▼▼▼
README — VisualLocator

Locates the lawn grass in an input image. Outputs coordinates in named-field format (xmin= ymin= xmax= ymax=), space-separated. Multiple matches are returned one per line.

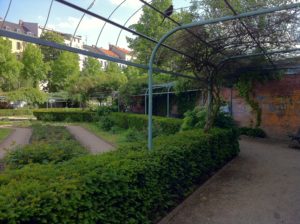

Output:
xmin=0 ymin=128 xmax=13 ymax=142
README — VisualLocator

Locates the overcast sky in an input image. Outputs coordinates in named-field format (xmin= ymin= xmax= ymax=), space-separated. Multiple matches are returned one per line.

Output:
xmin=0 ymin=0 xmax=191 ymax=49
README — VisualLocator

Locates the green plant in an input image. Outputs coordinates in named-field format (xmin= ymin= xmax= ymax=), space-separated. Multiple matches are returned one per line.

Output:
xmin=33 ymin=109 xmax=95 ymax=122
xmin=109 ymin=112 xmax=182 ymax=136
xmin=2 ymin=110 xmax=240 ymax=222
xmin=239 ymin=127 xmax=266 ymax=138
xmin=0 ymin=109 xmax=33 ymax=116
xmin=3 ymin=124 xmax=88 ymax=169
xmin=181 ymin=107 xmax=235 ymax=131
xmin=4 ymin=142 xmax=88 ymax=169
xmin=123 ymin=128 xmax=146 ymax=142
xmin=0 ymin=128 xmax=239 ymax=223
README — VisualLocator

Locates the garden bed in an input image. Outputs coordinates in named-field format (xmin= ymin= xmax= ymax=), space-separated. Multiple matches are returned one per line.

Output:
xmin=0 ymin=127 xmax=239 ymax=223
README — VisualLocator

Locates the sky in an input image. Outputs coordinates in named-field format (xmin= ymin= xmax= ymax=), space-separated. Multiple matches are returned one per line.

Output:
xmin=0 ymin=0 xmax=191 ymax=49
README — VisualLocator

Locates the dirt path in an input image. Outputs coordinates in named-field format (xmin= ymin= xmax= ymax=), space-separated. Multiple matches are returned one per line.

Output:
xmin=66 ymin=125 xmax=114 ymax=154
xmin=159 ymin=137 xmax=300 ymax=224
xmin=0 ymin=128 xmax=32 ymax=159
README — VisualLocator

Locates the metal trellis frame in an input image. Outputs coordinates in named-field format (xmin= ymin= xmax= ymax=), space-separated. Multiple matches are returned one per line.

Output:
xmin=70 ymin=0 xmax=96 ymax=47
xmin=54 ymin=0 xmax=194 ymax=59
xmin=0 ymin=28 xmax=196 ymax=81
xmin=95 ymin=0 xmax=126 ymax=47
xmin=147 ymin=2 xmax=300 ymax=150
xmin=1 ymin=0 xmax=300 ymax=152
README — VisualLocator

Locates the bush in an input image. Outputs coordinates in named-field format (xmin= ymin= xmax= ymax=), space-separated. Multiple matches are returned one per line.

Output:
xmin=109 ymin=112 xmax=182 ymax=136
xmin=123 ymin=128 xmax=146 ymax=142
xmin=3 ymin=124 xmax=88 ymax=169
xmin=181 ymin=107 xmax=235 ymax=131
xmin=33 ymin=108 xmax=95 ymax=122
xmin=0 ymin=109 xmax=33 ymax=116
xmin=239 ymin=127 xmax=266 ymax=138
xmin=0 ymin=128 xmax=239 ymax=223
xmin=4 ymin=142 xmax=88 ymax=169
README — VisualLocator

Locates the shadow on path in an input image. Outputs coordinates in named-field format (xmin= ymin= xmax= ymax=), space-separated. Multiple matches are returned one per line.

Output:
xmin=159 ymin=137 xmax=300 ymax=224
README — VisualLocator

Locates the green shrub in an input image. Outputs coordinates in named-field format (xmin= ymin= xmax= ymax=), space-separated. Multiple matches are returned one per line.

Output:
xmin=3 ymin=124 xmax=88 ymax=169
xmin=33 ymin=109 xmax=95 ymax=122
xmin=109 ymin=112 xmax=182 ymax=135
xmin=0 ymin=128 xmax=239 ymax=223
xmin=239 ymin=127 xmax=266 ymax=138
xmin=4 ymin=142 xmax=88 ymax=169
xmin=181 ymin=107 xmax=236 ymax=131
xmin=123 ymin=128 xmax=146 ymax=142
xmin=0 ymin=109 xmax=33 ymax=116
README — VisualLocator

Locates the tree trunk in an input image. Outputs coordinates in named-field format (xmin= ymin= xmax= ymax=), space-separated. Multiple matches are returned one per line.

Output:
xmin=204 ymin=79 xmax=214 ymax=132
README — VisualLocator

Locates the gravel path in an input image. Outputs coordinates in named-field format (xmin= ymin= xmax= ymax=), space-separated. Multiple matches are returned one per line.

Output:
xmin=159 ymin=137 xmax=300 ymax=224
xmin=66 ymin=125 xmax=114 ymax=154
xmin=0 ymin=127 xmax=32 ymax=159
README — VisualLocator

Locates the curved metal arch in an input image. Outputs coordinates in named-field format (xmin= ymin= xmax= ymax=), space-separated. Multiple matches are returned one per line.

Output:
▲▲▲
**Brief**: Repeat every record precisely. Any picture among them stays out of the copy.

**Expected output**:
README — VisualLocator

Locates the lawn grass in an input image. Outputs coordinates in named-field format (xmin= ymin= xmax= ymax=), space-separated. Multiple matches are returned one per line.


Output:
xmin=0 ymin=128 xmax=13 ymax=142
README — VisualLocator

Locates the overcast sky in an input image. Outputs coordinates in named-field format (xmin= ymin= xmax= ymax=), space-separated. Multiple matches are returned one per line.

Output:
xmin=0 ymin=0 xmax=191 ymax=49
README — VisualLocator

Locates the green plant in an input image. Outputs coordinates in named-field format (xmin= ymin= xmax= ymax=), space-separated. Multiple matches are returned one per line.

Output:
xmin=33 ymin=109 xmax=95 ymax=122
xmin=109 ymin=112 xmax=182 ymax=136
xmin=2 ymin=110 xmax=240 ymax=222
xmin=239 ymin=127 xmax=266 ymax=138
xmin=0 ymin=109 xmax=33 ymax=116
xmin=3 ymin=124 xmax=88 ymax=169
xmin=181 ymin=107 xmax=235 ymax=131
xmin=4 ymin=142 xmax=88 ymax=169
xmin=123 ymin=128 xmax=146 ymax=142
xmin=0 ymin=128 xmax=239 ymax=223
README — VisualLocator

Locates the garden bed in an input image. Outputs coordinates in named-field format (xmin= ymin= xmax= ymax=), space-separated. Multiple matches are returned one per line.

Output:
xmin=0 ymin=127 xmax=239 ymax=223
README — VisualLocator

Locates the sky in an input image. Outputs coordinates in named-field format (xmin= ymin= xmax= ymax=), space-separated. Multiple matches are returned one per line.

Output:
xmin=0 ymin=0 xmax=191 ymax=49
README — VisualLocator

Locates the dirt path in an input image. Outputs coordinates in named-field format (xmin= ymin= xmax= ymax=), space-separated. Multiple matches are returned one per line.

Output:
xmin=66 ymin=125 xmax=114 ymax=154
xmin=159 ymin=137 xmax=300 ymax=224
xmin=0 ymin=128 xmax=32 ymax=159
README — VisualLocator

Locates the metal trellis frame in an input image. Outputs coordinates in named-field format (xmin= ymin= xmax= ymax=), space-separated. Multiple matches are returned one per line.

Output:
xmin=70 ymin=0 xmax=96 ymax=47
xmin=54 ymin=0 xmax=194 ymax=59
xmin=0 ymin=28 xmax=196 ymax=81
xmin=95 ymin=0 xmax=126 ymax=47
xmin=147 ymin=2 xmax=300 ymax=150
xmin=1 ymin=0 xmax=300 ymax=152
README — VisualLocator

Locates the bush in an input image. Outputs coordinates in named-field format (xmin= ymin= xmax= ymax=), space-separated. Multiple matches are returned one per line.

Output:
xmin=109 ymin=112 xmax=182 ymax=136
xmin=123 ymin=128 xmax=146 ymax=142
xmin=3 ymin=124 xmax=88 ymax=169
xmin=181 ymin=107 xmax=235 ymax=131
xmin=33 ymin=108 xmax=95 ymax=122
xmin=0 ymin=109 xmax=33 ymax=116
xmin=239 ymin=127 xmax=266 ymax=138
xmin=0 ymin=128 xmax=239 ymax=223
xmin=4 ymin=142 xmax=88 ymax=169
README — VisualLocator

Locates the shadow on path in an input image. Outputs coordinates in named-field format (xmin= ymin= xmax= ymax=), space-separated. Multiple matches are returned one per line.

Output:
xmin=159 ymin=137 xmax=300 ymax=224
README — VisualLocator

Locates the green shrub in an input image. Outputs coordinates in named-field format (xmin= ymin= xmax= ymax=), space-separated. Multiple matches are returned one per line.

Output:
xmin=3 ymin=124 xmax=88 ymax=169
xmin=33 ymin=109 xmax=95 ymax=122
xmin=109 ymin=112 xmax=182 ymax=135
xmin=0 ymin=128 xmax=239 ymax=223
xmin=239 ymin=127 xmax=266 ymax=138
xmin=4 ymin=142 xmax=88 ymax=169
xmin=181 ymin=107 xmax=236 ymax=131
xmin=123 ymin=128 xmax=146 ymax=142
xmin=0 ymin=109 xmax=33 ymax=116
README — VisualLocator

Locates the tree trunk in an input image. Outputs coordinates in named-field format (xmin= ymin= xmax= ymax=), space-separated. Multiple matches are returned one per line.

Output:
xmin=204 ymin=79 xmax=214 ymax=132
README — VisualLocator

Locates the gravel path in an input image. Outputs coordinates in named-field format (xmin= ymin= xmax= ymax=), space-separated. Multiple matches are returned one per line.

Output:
xmin=159 ymin=137 xmax=300 ymax=224
xmin=66 ymin=125 xmax=114 ymax=154
xmin=0 ymin=127 xmax=32 ymax=159
README — VisualLocator

Locates the curved metal arch in an input image. Outputs coordinates in named-field format (xmin= ymin= xmax= ymax=), space-separated. Multiple matches are returned one per line.

Output:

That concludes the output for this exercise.